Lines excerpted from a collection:
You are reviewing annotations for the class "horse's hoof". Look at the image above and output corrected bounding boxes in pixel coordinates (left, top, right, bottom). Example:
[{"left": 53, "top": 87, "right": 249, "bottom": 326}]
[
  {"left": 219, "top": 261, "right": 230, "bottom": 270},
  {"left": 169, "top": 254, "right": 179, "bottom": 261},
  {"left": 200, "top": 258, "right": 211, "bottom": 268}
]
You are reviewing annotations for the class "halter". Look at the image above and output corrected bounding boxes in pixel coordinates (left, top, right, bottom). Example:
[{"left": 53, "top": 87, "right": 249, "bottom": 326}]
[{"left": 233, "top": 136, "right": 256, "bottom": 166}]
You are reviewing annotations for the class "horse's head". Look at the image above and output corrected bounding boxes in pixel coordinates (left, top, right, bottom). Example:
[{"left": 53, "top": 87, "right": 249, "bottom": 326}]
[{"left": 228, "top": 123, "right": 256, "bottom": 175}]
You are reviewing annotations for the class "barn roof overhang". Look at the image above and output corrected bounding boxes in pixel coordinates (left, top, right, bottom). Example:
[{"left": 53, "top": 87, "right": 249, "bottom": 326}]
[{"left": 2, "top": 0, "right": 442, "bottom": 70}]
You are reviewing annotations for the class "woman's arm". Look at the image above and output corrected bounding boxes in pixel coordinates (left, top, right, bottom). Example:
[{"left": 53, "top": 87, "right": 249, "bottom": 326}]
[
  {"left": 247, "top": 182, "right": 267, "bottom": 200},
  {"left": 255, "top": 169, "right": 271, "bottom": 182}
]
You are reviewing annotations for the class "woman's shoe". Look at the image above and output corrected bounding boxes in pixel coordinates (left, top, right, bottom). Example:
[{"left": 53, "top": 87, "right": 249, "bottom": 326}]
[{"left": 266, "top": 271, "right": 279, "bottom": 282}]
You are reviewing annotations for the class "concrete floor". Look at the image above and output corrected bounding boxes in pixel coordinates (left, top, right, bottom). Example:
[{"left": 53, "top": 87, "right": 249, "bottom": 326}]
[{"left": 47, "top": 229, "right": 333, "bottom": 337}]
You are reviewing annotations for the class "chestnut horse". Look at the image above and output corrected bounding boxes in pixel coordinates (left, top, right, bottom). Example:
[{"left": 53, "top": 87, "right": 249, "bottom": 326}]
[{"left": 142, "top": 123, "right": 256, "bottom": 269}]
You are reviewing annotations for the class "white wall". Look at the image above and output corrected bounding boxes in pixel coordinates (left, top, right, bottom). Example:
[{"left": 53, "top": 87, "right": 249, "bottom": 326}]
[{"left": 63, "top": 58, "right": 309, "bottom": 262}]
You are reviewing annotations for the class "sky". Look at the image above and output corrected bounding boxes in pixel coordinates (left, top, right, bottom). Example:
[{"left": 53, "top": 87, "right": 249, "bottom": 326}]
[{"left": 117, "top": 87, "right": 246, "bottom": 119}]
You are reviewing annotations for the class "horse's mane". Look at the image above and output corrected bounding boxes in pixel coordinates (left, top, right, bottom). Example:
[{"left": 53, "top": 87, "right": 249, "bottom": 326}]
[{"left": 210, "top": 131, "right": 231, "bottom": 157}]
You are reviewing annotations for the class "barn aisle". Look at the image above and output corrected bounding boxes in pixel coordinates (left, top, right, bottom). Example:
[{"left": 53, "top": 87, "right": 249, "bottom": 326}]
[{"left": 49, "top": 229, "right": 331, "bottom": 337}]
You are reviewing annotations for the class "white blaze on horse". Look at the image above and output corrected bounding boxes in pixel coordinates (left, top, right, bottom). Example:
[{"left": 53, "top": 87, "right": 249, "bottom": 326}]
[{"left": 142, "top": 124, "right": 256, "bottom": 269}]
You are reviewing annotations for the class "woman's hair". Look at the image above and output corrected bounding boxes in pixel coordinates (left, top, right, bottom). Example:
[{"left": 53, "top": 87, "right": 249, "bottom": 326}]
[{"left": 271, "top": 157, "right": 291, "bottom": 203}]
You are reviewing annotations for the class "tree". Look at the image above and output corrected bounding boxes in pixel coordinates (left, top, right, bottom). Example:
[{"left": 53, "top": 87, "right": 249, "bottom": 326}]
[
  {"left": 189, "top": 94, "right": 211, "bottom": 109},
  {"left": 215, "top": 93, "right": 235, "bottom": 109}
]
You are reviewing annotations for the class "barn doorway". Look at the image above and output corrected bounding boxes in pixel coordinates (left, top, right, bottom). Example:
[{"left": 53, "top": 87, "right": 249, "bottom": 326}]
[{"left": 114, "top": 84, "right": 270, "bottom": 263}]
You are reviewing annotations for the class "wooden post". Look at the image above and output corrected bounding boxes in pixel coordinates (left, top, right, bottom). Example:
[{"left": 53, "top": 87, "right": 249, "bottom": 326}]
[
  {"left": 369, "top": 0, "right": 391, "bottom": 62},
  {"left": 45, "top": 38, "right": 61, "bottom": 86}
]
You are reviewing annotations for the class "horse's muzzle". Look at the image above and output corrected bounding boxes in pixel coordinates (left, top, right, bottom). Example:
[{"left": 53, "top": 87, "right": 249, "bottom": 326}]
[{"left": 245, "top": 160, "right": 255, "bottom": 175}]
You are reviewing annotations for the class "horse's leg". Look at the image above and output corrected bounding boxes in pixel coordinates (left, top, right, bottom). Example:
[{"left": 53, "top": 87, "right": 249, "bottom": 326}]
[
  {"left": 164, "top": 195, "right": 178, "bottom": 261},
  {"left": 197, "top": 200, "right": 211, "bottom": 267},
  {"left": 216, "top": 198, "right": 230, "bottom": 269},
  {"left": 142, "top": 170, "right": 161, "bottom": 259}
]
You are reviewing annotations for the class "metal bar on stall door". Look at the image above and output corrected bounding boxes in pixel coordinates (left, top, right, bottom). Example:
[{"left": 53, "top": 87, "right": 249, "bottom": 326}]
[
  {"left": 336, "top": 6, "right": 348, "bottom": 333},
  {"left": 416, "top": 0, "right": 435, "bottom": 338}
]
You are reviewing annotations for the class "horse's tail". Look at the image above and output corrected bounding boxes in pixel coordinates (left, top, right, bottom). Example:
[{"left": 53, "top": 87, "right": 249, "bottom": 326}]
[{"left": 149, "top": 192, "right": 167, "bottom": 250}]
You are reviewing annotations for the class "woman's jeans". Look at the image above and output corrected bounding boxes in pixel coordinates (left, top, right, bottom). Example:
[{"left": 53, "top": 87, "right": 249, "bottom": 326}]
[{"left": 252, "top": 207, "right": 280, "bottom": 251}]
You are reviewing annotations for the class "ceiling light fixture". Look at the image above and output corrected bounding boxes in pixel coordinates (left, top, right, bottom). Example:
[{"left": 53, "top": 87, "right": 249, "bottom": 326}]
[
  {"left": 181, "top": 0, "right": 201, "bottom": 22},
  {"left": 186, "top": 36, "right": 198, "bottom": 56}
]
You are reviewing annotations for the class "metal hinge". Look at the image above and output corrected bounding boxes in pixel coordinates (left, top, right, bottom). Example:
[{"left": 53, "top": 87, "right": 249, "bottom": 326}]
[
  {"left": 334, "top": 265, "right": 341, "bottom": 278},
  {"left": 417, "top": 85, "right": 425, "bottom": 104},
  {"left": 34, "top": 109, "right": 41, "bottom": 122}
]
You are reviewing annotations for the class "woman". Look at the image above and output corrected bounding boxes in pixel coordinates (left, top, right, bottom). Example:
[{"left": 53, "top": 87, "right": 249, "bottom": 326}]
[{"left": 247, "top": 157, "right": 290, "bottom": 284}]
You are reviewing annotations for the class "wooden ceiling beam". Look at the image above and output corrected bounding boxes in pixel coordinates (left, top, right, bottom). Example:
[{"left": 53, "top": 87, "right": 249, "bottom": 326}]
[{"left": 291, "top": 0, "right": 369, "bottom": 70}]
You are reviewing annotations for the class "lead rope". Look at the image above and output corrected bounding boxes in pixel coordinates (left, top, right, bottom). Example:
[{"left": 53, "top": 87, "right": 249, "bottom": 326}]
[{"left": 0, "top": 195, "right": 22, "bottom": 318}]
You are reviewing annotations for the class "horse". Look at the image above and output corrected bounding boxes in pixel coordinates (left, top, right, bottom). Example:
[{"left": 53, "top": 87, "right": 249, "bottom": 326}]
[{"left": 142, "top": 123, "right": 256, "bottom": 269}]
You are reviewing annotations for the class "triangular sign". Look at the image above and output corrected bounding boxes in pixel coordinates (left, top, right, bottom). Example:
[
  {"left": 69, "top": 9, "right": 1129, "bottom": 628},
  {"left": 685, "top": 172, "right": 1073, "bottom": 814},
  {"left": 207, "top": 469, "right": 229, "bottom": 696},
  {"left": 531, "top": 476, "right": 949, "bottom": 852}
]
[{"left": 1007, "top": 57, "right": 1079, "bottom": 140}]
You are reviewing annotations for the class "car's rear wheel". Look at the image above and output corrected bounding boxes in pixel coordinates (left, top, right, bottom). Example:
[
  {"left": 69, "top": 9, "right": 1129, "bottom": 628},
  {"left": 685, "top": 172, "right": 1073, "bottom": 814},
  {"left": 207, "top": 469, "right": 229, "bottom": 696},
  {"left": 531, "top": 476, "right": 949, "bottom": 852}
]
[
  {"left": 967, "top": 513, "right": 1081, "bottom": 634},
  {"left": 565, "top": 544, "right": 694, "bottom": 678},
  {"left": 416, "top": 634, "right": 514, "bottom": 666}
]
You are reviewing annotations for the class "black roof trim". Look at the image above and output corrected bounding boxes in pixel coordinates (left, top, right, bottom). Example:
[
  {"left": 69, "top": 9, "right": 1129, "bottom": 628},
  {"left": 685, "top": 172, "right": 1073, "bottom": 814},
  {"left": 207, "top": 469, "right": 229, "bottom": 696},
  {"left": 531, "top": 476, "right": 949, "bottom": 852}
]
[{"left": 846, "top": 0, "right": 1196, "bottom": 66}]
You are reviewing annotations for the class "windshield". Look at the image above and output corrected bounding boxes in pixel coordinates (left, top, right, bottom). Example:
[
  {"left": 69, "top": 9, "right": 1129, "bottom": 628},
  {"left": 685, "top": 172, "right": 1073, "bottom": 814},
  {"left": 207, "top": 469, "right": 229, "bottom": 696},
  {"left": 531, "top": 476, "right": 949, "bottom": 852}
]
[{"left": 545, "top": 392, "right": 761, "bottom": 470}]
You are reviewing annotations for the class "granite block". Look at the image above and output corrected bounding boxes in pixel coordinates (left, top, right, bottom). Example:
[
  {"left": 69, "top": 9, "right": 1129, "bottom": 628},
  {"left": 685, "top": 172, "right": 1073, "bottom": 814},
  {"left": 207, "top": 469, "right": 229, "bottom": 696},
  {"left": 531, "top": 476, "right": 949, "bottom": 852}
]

Stated problem:
Gather every line above that contains the word "wooden". Only exact case matches count.

Response:
You are reviewing annotations for the class "wooden post". Look at the image above and output corrected bounding boxes in pixel coordinates (left, top, right, bottom). Example:
You are reviewing annotations for the class "wooden ceiling beam". Look at the image above and output corrected bounding boxes in pixel coordinates (left, top, right, bottom). Example:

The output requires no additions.